◆ How to complete this task
Repeat only the lines below from the one containing "In this photo, where can the stone cottage" through the one containing "In this photo, where can the hillside", inclusive, exactly as written.

◆ Dataset extract

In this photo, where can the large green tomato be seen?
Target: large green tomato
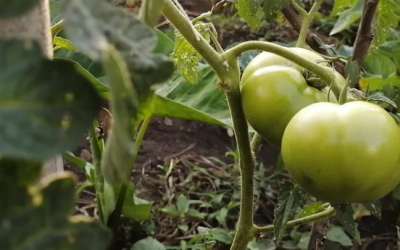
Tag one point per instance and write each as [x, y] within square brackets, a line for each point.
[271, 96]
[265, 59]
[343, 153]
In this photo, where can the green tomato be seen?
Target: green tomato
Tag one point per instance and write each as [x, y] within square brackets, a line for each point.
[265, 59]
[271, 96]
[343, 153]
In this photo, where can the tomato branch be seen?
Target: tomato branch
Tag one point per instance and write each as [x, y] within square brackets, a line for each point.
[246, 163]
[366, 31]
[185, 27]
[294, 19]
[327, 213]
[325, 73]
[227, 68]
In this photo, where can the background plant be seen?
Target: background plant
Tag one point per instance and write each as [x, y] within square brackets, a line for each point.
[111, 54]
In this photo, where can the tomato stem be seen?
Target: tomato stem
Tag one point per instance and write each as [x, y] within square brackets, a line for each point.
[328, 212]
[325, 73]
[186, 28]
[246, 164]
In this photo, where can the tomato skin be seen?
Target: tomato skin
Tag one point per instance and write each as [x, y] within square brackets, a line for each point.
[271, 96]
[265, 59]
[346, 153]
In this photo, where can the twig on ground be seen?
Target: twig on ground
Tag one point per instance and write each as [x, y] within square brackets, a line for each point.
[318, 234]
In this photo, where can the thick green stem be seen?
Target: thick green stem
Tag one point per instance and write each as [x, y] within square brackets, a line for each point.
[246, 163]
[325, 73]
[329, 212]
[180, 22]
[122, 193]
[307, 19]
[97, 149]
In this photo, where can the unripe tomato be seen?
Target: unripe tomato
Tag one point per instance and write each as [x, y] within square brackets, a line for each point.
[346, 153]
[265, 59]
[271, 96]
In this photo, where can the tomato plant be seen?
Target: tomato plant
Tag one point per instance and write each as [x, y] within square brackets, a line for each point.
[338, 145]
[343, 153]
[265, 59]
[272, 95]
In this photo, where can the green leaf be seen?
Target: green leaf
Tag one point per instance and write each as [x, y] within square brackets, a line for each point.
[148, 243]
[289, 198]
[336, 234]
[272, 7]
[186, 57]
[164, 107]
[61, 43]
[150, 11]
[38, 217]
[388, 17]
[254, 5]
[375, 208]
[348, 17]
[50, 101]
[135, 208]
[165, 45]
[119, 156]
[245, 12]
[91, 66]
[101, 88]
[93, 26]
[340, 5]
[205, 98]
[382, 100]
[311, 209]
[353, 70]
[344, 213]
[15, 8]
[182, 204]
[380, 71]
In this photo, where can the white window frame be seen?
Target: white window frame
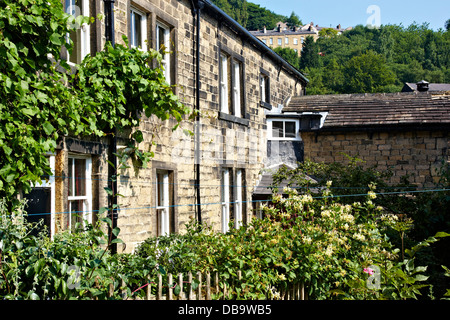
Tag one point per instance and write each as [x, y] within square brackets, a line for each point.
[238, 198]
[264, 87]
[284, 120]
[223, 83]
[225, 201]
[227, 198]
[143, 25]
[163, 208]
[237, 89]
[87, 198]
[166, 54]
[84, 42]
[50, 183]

...

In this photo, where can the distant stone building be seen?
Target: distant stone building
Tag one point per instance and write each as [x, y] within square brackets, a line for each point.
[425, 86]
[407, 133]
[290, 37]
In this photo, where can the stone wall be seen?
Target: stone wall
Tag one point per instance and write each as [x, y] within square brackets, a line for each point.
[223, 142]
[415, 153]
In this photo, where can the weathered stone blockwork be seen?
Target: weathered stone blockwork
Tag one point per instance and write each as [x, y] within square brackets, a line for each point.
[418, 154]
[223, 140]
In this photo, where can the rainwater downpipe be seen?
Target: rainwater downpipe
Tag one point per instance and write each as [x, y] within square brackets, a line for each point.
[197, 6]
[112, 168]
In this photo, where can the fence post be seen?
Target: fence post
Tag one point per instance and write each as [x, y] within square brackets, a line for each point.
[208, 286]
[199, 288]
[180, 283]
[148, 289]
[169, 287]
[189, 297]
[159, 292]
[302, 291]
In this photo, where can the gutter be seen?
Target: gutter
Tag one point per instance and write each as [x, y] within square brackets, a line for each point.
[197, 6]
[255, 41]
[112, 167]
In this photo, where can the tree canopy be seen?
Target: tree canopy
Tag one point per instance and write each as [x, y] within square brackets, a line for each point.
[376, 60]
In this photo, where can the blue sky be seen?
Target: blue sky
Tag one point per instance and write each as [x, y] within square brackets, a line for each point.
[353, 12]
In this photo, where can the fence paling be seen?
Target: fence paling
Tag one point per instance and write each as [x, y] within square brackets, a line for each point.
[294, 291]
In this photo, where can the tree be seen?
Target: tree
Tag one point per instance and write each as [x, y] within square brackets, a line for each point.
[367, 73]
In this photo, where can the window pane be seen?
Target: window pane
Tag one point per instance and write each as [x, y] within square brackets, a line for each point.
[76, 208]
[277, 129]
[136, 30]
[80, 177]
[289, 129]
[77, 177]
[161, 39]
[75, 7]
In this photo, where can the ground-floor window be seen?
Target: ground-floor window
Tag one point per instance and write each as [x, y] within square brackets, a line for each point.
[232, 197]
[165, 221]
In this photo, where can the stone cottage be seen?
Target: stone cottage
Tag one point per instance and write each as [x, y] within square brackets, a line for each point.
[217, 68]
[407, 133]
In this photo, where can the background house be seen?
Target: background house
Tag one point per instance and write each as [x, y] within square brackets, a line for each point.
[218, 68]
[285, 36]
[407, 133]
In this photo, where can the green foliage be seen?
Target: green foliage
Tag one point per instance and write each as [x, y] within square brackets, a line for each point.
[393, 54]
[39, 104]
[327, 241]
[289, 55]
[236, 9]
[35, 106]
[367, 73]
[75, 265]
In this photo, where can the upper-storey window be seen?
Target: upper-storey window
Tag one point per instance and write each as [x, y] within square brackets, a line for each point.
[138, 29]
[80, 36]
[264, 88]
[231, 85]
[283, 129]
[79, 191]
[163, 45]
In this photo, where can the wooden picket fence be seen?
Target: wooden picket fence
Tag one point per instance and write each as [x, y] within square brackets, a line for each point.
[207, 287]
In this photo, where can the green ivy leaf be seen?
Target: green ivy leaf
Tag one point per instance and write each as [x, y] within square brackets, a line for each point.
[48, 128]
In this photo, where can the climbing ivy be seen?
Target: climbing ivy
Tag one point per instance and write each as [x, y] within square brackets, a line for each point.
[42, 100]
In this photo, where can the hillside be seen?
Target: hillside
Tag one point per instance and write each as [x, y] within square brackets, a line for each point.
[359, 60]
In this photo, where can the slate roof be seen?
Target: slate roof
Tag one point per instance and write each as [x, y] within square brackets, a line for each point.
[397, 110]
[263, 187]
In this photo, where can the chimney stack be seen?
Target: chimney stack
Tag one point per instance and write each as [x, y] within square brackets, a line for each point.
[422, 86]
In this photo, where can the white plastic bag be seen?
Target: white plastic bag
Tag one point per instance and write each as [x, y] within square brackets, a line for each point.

◆ Task answer
In this photo, where can the stone cottage be seen?
Target: stone cottage
Tag one point per instance and write each as [x, y] within square brackets, a line for each point.
[217, 68]
[407, 133]
In this photo, where can the background house be seen?
Target: background house
Tag one point per instance and write each as [x, y] within square brackets, a line for each point.
[218, 68]
[285, 36]
[407, 133]
In this photo, where can the green foliage be seen?
Target: green foliage
Tag one point per instance and write each as [x, y] within square brackets, a line for each point.
[393, 54]
[39, 104]
[327, 241]
[289, 55]
[236, 9]
[35, 106]
[367, 73]
[75, 265]
In this photo, where can the upper-storey window be seen?
Target: upper-storey window
Tag one point per instance and write each as [x, y] within square brackets, a line for each point.
[138, 29]
[80, 36]
[264, 88]
[231, 85]
[283, 129]
[79, 191]
[163, 45]
In this photo, where can the wooden picket fence be seen?
Target: wooden picket fence
Tag one point per instance and write each as [x, y] within square brackets, a line for each point.
[207, 287]
In this photo, where can the green ivy leaf be seen?
Target: green ivy leaf
Tag one point per instance and write each as [x, y] within square brackets, a line for each point.
[48, 128]
In this photo, where can the climbing ivy be seen?
Target: climbing ivy
Tag one point per instance and write each as [x, y] within square brackets, a line for each point.
[42, 100]
In this photo, where can the hillside be seen?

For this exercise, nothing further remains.